A run of records
<<<<

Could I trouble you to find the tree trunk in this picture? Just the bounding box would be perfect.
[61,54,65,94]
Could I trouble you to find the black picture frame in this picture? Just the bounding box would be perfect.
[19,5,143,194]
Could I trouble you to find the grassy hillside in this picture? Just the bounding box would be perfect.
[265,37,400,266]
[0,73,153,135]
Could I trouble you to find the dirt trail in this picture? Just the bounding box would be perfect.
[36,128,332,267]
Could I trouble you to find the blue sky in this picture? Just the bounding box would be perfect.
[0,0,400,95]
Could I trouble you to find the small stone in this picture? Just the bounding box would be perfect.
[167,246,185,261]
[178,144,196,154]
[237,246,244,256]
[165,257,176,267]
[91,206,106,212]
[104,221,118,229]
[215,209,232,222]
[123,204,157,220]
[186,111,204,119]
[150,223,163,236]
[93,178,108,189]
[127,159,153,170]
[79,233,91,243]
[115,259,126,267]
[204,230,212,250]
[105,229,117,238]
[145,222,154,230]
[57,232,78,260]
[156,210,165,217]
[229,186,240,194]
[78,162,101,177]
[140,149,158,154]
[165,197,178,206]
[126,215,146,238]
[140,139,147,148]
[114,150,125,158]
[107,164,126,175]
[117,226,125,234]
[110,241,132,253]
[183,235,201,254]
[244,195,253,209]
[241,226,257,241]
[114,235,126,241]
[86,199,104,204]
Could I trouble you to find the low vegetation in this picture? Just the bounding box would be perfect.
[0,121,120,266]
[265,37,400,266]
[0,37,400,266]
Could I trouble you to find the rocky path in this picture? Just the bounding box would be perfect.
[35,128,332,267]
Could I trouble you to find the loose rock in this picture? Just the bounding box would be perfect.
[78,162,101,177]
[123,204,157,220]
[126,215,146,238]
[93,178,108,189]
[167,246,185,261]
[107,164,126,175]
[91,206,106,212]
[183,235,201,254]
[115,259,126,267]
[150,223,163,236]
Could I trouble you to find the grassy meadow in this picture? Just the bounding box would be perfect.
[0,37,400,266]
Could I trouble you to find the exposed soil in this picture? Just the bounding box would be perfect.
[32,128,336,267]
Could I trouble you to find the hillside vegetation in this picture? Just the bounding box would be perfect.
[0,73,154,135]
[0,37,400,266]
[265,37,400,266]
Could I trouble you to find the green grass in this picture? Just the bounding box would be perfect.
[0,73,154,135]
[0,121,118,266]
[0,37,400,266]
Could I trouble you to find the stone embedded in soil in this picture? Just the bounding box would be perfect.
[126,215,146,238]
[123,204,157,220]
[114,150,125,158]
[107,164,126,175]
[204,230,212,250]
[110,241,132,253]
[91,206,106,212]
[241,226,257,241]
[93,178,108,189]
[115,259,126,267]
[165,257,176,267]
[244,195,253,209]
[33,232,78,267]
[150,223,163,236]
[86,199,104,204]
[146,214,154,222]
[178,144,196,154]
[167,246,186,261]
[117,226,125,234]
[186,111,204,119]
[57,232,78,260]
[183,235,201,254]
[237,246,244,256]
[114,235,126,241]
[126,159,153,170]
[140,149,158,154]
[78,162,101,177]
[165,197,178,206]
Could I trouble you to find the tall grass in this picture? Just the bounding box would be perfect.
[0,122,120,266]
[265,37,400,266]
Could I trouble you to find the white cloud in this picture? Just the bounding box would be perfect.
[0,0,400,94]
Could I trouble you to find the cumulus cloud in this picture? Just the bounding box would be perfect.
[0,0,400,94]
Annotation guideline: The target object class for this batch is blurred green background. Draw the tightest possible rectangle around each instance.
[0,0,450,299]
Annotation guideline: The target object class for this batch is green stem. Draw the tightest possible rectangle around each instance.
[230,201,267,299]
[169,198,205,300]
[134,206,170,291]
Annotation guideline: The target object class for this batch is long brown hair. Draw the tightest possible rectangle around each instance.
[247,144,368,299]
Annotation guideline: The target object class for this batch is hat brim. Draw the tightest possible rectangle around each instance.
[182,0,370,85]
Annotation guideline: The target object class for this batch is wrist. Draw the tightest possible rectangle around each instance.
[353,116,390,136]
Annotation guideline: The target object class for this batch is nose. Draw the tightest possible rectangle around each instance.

>>>>

To do:
Locate every line in the data above that contains the word "grassy" and copy each of those lines in full.

Result of this exercise:
Could I trouble you to find the grassy hillside in this picture? Just the bounding box would be perfect.
Could I trouble you to find the grassy meadow in this picture? Just the bounding box would be perfect.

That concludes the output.